I would say let them have thier way and suffer the consequences; But that isn't what happens.

What happens is they enact this nonsense and destroy their economy, then they flee the state and head for Colorado, or Washington and proceed to turn the states they land in into California II.

If we could build a fence around the state and tell the idiots to stay home and eat the bread they buttered, by not allowing California transplants into states that wisely rejected idiocy, then I'd just sit back and gloat.

But, alas, they don't learn the necessary lesson. They conclude that the frogs are deaf and move somewhere else to do again what didn't work in California.

George Savage
Jaydee_007: If we could build a fence around the state and tell the idiots to stay home and eat the bread they buttered, by not allowing California transplants into states that wisely rejected idiocy, then I'd just sit back and gloat.

No, no Jaydee. My family needs an escape hatch. Build the fence after we get out. Okay?

What you should do: Please answer from the forum comments about California: which two states are named as places people head for after leaving California?

Given data:
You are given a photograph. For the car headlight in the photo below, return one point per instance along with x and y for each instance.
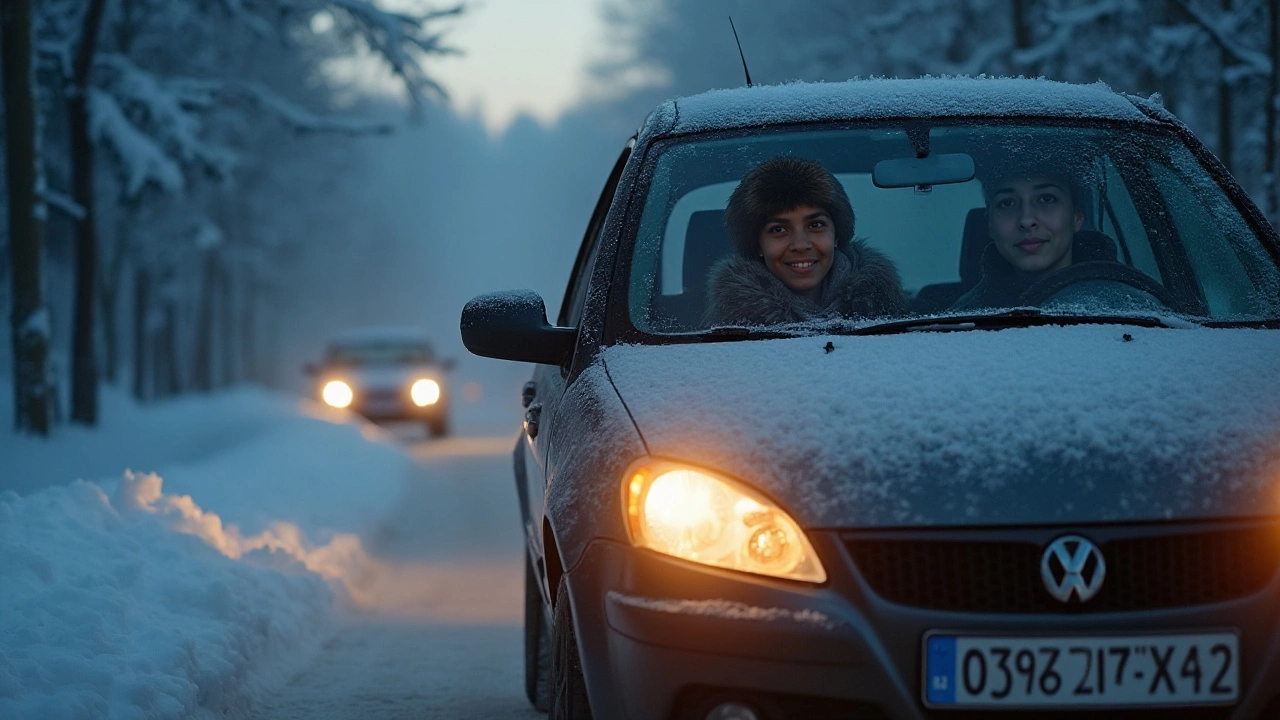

Exercise result: Colorado and Washington.